■ **Work to complete**:
• A. Rewrite the paragraph beginning "Origin also said average electricity" in the Origin Energy article as one shorter sentence that keeps its main facts.
• B. List every monetary amount that appears in the Origin Energy article.
• C. Carry on the Origin Energy news article from the point where it ends.

■ **Document text**:
⟨
(Reuters) - Australia's Origin Energy Ltd ORG.AX warned of lower earnings from its energy markets business in fiscal 2021 on Thursday, as it grappled with lower wholesale energy prices and reduced fuel demand due to the coronavirus outbreak, sending its shares down 6.3% in early trade.
The electricity and gas retailer said it expected A$1.15 billion to A$1.30 billion ($826.28 million-$934.05 million) in core underlying earnings from its energy markets business in fiscal 2021, compared with A$1.46 billion for the year ended June 30.
“In the near term, COVID-19 has impacted the outlook for economic growth at the macro level as well as the specific markets in which we operate domestically and internationally,” the company said in a statement.
Coronavirus lockdowns have dried up demand and driven oil prices lower, prompting energy companies around the world to book large asset writedowns and cut back on spending.
Origin also said average electricity and gas demand fell 5% to 10% in the fourth quarter due to the impact of COVID-19, while bad debt costs increased as customers struggled to pay their bills on time due to the broad economic impact of the lockdowns.
⟩
■ **Information given**:
⟨
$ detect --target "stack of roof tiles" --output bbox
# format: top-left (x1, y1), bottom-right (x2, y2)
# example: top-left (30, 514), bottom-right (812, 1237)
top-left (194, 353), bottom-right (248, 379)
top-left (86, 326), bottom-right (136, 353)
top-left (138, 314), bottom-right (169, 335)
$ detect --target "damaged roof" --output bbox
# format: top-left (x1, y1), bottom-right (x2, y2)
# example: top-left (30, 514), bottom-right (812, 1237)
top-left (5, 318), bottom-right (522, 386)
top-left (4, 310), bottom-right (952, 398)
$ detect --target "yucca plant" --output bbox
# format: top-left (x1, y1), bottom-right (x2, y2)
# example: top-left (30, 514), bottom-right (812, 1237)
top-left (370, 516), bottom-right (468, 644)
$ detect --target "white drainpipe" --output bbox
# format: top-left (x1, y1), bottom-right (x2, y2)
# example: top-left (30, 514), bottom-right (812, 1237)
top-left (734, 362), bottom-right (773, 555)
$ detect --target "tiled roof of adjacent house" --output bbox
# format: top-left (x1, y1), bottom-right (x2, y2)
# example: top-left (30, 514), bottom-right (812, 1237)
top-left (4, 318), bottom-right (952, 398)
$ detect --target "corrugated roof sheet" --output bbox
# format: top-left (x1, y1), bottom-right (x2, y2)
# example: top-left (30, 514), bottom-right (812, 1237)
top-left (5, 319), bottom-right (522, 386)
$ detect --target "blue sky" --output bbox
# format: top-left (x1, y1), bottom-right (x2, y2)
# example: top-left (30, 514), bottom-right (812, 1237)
⟩
■ **Answers per task**:
• A. Origin reported that COVID-19 cut average electricity and gas demand by 5% to 10% in the fourth quarter, and that bad debt costs rose as lockdowns left customers struggling to pay their bills on time.

• B.
- A$1.15 billion
- A$1.30 billion
- $826.28 million
- $934.05 million
- A$1.46 billion

• C.
Including a A$746 million writedown in its equity investment in its Australia Pacific Liquefied Natural Gas (APLNG) joint venture, statutory profit fell 93% to A$83 million for the full year ended June 30.
Origin said it anticipated reduced oil prices in the final quarter of this year to affect APLNG revenue in FY2021.
The company added that it planned to cut costs in the coming financial year, reducing capital expenditure and targeting cost reductions of A$300 million to A$500 million in its APLNG segment.
Underlying profits declined only slightly to A$1.02 billion for the year, compared with A$1.03 billion a year earlier.